EXERCISE DETAILS:
Set down, exactly and in full, the line holding "Objective: a point on each instance of the silver candlestick" and all the lines after it until the listing ends, and nothing else.

MATERIAL TO PROCESS:
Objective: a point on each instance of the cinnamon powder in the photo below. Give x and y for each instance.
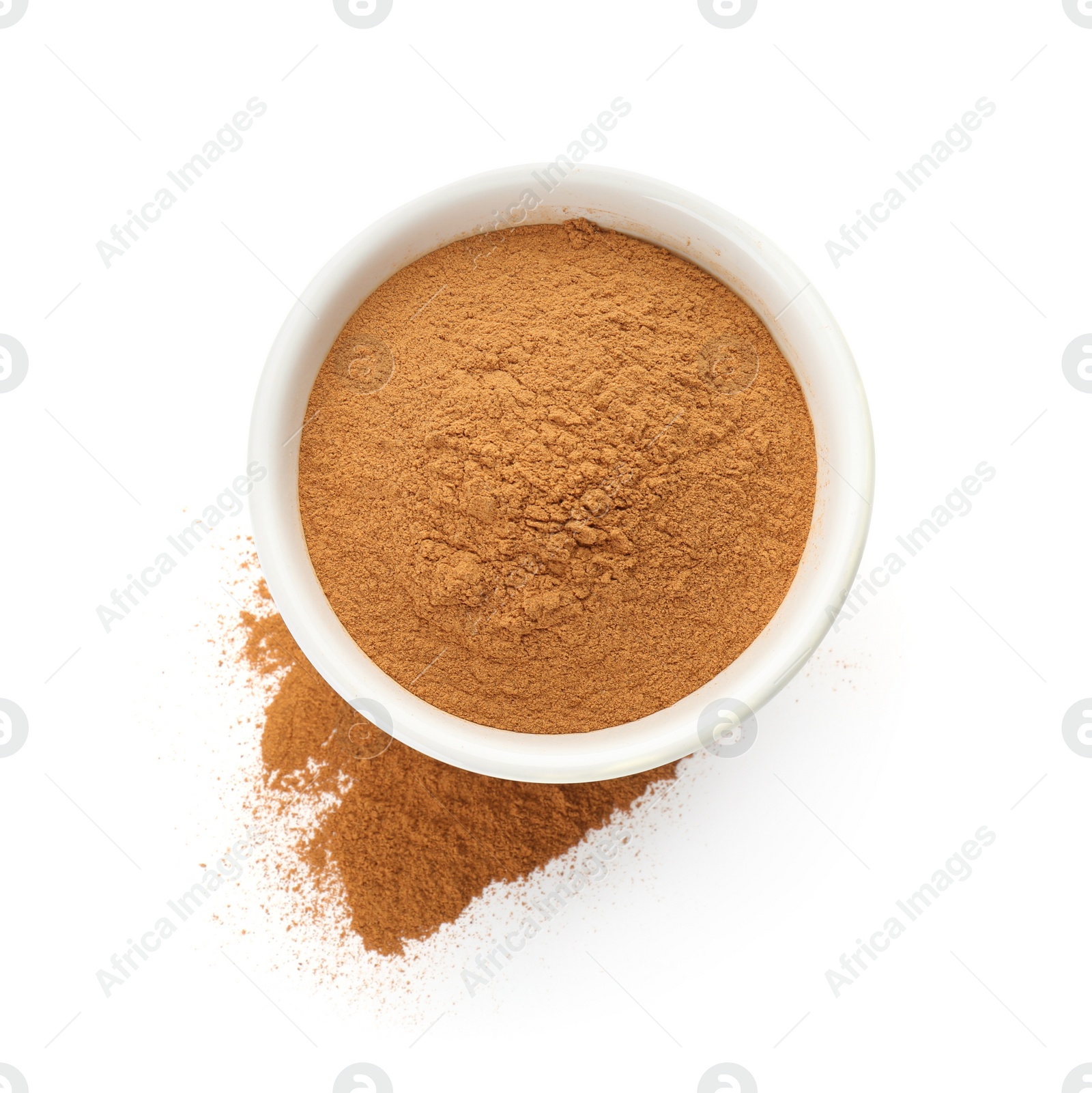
(412, 842)
(554, 479)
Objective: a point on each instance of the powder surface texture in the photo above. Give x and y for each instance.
(556, 478)
(412, 840)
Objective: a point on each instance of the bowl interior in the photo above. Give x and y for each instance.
(730, 249)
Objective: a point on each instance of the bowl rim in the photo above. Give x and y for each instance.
(736, 254)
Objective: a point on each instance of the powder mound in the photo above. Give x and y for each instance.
(412, 840)
(581, 491)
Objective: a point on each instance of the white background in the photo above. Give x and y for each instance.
(932, 713)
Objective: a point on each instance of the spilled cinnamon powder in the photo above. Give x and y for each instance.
(554, 479)
(412, 842)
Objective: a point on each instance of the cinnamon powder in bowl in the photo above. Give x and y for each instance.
(556, 478)
(545, 501)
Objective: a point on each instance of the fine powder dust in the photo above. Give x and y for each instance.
(556, 479)
(412, 840)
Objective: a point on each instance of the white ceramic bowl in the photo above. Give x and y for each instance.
(734, 253)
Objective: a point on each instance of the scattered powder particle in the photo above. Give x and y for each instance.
(412, 842)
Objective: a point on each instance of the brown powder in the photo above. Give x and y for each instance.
(556, 479)
(412, 840)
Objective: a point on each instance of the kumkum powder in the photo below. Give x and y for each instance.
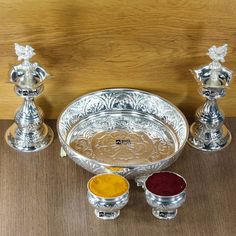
(108, 185)
(165, 183)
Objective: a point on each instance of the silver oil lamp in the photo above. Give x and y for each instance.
(29, 133)
(208, 133)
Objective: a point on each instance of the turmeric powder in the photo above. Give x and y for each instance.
(108, 185)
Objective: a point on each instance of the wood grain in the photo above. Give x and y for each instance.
(96, 44)
(43, 194)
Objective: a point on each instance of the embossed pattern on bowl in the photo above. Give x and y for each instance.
(125, 131)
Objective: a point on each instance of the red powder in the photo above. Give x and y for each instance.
(165, 184)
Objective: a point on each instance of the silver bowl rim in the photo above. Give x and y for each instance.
(61, 139)
(161, 196)
(108, 198)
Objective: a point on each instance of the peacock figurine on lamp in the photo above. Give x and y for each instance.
(208, 132)
(29, 133)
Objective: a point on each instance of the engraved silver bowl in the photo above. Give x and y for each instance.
(124, 131)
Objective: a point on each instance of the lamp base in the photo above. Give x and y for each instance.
(25, 141)
(208, 139)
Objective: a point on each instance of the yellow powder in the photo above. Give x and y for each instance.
(108, 185)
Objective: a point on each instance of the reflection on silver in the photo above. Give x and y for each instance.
(28, 133)
(125, 131)
(165, 207)
(208, 133)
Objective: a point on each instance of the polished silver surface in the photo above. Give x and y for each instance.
(165, 207)
(107, 208)
(124, 131)
(208, 132)
(28, 133)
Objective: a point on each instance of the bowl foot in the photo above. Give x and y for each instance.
(164, 214)
(104, 215)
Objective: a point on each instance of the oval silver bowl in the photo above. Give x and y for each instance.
(130, 132)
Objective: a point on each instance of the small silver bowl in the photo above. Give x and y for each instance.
(165, 207)
(107, 208)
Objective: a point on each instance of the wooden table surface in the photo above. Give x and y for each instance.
(43, 194)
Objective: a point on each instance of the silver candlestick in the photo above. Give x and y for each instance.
(29, 133)
(208, 133)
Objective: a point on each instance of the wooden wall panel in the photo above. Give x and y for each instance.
(90, 45)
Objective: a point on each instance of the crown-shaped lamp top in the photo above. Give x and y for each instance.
(27, 75)
(214, 75)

RESPONSE AREA:
Objective: a point on each instance of the silver candlestick in the photo above. Give x and y for each instance.
(29, 133)
(208, 133)
Objective: a point on each instance of the wooden wall panel in the photo above. Give x and y for each instance.
(90, 45)
Objective: a point on each instance of the crown-shaped lamp top in the photo above. Give x and y for each instance.
(27, 75)
(214, 75)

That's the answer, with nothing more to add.